### Requirements
Reproduce every one of the entries below verbatim.

### Source data
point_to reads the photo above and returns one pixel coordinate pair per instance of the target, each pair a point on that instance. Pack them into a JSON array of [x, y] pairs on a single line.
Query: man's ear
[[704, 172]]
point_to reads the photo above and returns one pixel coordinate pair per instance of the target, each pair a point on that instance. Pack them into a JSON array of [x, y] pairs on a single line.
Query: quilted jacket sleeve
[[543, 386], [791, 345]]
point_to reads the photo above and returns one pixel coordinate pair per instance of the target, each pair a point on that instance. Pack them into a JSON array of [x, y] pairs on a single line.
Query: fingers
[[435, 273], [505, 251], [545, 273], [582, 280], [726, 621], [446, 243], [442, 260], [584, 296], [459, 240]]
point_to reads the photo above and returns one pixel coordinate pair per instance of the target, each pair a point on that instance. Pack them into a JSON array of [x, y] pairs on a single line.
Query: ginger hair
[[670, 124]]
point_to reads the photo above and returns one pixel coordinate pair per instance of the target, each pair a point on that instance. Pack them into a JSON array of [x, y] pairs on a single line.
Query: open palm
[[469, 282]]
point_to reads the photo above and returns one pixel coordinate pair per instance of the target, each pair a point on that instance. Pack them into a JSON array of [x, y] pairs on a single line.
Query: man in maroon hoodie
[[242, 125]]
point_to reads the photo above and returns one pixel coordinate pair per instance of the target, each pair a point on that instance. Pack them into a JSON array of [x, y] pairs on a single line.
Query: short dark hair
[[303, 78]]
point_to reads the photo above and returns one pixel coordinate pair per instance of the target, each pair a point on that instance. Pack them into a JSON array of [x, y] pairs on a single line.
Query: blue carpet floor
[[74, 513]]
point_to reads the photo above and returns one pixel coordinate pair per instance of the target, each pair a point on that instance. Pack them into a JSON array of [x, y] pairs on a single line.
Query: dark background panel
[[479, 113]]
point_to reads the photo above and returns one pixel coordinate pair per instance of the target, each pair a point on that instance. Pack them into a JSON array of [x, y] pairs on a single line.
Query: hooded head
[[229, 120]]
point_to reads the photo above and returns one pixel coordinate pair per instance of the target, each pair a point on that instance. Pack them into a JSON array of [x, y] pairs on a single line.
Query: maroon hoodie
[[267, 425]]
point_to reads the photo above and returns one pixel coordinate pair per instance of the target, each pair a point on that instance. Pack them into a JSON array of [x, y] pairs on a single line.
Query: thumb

### Problem solution
point_to reads the photo above and returns one pixel coordinate pair per instance of the target, each pair a point on that instance. Pack them into a JSON array of [x, y] pairs on a single line.
Query: man's ear
[[704, 172]]
point_to reads the photo above and returns one pixel coordinate pair per instance of the target, each pair a point on that instance. Pack them into a JSON array of [x, y] pairs on a single line.
Query: quilted jacket sleeve
[[543, 386], [791, 345]]
point_to reads the photo above and returns one pixel coordinate pair per instance of the target, each pair a point on that instance. Pack them into a JSON array of [x, y] pairs on a single line.
Query: fingers
[[435, 273], [505, 251], [545, 273], [582, 280], [726, 621], [446, 243], [442, 260], [584, 296], [459, 240]]
point_to reads the photo above and returns one pixel coordinate pair per instance of the target, each pair a point on that instance. Pack them into a JSON array of [x, y] pairs on a single line.
Query: ginger hair
[[670, 124]]
point_to reads the photo above and returns one pixel coordinate pair per instance of the target, each pair a point on that instance. Pack them into a JSON array of [x, y] pairs on a single line.
Query: open palm
[[469, 282]]
point_to reads the photo above and returns one pixel coordinate pair per instance of the target, each pair a point on that instance. Pack them into a JSON array of [x, y] pairs on a single line.
Query: man in maroon hoodie
[[242, 125]]
point_to reads the photo above and returns one pixel coordinate pair per instance of the target, each pair a point on that instance. Pack them into a JSON array of [x, y] pairs on a single line.
Query: short dark hair
[[303, 78]]
point_to reads the photo above and returns one pixel coordinate pair per instance of the target, each pair a point on that instance. Pack them into a JSON array of [x, y] pairs on a single line.
Query: blue carpet floor
[[74, 513]]
point_to reads the photo above and returns one pixel coordinate pair per instance of the target, each pair a point on that instance. Pack them into a JSON array of [x, y] pairs on a single line.
Query: dark background panel
[[479, 113]]
point_to reads the photo above and returns one pixel coordinate pair per instance of the target, each pair a point on that instance. Pack them into a JSON array of [x, y] pairs on a single line.
Query: hooded head
[[229, 120]]
point_to reads the photo above and returns one pixel coordinate pair per instance of the target, each pair a point on that instance. Pack them into a JSON array of [x, y] pairs on a single line.
Query: maroon hoodie
[[267, 425]]
point_to reads the photo above and returns one pixel coordinate pair per instance of the target, each pair a point on that instance. Pack them into a JSON array of [x, y] pairs on a single line.
Query: thumb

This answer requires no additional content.